RECORDS SHOWN
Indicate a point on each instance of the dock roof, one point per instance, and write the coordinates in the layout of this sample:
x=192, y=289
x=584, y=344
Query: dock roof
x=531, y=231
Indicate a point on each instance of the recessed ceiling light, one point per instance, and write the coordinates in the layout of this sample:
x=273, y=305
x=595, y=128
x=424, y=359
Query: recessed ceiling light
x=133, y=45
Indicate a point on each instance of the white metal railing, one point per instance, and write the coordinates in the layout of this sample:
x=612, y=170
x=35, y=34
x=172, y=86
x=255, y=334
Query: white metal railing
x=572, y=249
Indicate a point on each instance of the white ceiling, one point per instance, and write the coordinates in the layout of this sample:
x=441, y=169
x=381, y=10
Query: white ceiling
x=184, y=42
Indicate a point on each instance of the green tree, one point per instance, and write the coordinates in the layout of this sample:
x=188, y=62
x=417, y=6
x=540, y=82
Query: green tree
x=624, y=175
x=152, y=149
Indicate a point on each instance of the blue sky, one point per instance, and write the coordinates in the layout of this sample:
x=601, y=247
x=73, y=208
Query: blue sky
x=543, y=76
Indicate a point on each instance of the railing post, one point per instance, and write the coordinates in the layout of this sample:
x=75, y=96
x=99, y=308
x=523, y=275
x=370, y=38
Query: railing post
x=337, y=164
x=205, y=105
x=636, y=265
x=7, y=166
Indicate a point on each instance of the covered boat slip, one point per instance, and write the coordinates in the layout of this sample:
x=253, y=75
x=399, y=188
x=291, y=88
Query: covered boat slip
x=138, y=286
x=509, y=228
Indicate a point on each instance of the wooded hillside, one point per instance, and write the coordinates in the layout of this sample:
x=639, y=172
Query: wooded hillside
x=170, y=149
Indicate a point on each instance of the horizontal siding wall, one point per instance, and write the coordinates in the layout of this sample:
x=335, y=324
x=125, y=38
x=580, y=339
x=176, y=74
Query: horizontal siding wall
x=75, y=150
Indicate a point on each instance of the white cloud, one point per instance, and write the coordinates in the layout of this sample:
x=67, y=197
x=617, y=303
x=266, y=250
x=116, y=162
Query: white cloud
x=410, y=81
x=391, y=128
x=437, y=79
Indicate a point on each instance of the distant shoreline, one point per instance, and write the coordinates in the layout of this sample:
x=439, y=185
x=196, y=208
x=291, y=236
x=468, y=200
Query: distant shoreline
* * *
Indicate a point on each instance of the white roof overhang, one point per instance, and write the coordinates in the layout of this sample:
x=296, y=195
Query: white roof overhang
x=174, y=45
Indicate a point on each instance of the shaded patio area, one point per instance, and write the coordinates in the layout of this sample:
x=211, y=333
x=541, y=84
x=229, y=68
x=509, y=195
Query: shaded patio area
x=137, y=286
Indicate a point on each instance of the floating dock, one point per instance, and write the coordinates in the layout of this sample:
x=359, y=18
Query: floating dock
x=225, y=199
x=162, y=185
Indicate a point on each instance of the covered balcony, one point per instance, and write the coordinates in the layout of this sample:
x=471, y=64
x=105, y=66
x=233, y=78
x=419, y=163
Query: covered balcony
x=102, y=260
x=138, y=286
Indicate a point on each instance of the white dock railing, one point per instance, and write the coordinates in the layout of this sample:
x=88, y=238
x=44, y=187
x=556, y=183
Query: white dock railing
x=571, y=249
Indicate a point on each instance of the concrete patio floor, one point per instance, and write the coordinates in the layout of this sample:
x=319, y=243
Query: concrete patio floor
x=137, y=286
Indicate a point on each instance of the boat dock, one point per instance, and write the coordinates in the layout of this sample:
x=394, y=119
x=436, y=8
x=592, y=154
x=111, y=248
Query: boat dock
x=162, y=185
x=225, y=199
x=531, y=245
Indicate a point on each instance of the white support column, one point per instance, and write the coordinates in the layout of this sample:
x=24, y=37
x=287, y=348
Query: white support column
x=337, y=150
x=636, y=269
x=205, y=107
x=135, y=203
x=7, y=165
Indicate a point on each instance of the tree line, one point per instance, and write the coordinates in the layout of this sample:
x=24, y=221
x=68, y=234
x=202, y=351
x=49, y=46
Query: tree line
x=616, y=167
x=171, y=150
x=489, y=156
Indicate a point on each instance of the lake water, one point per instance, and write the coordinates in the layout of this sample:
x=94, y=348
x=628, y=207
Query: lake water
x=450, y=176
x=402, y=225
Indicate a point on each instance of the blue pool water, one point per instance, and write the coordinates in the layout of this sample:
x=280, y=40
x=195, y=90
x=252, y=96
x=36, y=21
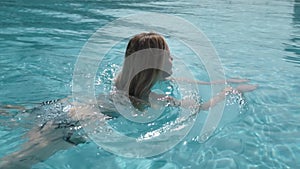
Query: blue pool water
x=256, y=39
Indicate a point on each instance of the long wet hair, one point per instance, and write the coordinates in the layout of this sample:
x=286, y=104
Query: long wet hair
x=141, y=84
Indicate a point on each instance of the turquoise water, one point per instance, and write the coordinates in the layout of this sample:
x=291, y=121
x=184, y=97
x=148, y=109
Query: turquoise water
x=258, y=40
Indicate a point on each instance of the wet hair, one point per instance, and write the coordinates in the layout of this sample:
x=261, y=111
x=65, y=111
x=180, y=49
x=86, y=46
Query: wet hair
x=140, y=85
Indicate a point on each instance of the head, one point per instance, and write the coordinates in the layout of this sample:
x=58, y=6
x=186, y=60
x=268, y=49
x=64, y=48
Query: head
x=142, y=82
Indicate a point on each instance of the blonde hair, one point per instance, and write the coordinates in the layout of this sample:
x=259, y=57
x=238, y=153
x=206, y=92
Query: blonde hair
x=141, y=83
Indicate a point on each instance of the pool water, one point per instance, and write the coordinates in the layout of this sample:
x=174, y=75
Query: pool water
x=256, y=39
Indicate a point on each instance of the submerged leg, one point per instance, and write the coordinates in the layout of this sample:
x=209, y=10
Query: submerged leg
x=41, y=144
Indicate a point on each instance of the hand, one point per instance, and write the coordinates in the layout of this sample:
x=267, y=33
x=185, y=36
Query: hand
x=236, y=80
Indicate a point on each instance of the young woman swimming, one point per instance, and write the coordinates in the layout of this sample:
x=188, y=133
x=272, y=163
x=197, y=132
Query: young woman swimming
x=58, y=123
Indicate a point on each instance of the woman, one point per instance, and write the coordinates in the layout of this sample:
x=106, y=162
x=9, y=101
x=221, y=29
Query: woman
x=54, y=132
---
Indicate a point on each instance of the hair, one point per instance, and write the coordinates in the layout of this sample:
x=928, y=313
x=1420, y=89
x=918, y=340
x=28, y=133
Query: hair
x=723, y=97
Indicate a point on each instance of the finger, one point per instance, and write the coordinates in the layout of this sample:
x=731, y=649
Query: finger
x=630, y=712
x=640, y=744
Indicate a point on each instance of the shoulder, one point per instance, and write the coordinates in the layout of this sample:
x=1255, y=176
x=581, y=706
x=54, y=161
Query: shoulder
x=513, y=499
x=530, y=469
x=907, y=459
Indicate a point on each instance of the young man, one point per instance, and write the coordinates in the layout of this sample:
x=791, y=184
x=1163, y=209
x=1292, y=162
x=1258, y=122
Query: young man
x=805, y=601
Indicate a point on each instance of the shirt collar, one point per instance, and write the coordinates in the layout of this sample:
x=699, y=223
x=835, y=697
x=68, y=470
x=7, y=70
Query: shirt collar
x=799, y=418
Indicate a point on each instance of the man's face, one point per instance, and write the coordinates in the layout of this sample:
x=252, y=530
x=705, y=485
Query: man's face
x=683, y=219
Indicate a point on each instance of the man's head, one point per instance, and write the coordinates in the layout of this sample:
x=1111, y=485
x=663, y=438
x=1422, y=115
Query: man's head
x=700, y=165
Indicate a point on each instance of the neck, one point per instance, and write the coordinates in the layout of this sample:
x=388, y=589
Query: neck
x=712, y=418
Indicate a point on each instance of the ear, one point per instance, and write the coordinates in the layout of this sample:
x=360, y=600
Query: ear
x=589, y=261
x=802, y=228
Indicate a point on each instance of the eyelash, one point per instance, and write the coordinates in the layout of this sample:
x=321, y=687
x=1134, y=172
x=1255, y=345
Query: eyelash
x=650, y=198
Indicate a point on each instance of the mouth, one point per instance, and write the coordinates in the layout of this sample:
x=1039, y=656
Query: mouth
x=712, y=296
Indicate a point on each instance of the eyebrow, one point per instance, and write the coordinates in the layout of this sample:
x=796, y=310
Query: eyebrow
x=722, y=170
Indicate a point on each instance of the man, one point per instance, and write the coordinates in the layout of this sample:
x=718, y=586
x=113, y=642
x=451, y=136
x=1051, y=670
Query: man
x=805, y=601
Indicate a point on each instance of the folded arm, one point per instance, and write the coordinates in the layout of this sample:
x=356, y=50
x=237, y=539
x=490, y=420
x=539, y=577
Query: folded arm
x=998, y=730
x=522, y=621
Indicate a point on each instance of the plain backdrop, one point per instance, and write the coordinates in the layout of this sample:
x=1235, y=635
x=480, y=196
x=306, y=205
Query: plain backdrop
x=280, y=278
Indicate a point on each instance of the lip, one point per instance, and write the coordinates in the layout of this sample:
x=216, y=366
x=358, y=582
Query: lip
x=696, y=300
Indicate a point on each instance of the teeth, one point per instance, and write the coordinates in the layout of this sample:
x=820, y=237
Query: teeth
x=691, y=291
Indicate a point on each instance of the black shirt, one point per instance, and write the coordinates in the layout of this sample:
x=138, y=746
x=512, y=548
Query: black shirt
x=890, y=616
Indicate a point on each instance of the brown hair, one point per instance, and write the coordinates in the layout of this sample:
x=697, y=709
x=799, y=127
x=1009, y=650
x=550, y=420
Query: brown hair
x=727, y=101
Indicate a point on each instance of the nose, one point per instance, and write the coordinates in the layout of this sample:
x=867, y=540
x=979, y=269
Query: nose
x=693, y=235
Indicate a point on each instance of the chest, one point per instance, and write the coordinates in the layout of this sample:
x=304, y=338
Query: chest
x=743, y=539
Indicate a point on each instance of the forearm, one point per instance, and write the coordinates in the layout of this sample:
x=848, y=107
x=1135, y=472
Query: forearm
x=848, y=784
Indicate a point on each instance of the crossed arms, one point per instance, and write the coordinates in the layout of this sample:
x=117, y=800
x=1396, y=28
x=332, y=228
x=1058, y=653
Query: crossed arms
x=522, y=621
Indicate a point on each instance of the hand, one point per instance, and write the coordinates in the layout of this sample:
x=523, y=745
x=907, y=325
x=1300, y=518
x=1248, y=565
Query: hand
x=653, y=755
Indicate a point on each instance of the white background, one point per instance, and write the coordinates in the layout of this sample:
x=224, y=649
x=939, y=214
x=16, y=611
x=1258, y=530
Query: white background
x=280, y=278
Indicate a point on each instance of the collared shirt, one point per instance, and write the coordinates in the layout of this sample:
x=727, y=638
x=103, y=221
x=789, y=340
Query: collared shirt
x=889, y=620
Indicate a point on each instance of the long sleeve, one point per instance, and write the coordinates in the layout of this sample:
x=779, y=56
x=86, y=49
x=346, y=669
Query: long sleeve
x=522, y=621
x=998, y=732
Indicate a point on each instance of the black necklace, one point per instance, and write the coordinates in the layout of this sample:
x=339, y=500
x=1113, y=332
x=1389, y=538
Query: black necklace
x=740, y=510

TASK TO COMPLETE
Select every line above that contains the string "shoreline", and copy each one out in full. Case counts.

REPLY
Indicate a point on each instance of the distant shoreline, one point per instance, and write the coordinates in the layout of this sample:
Query: distant shoreline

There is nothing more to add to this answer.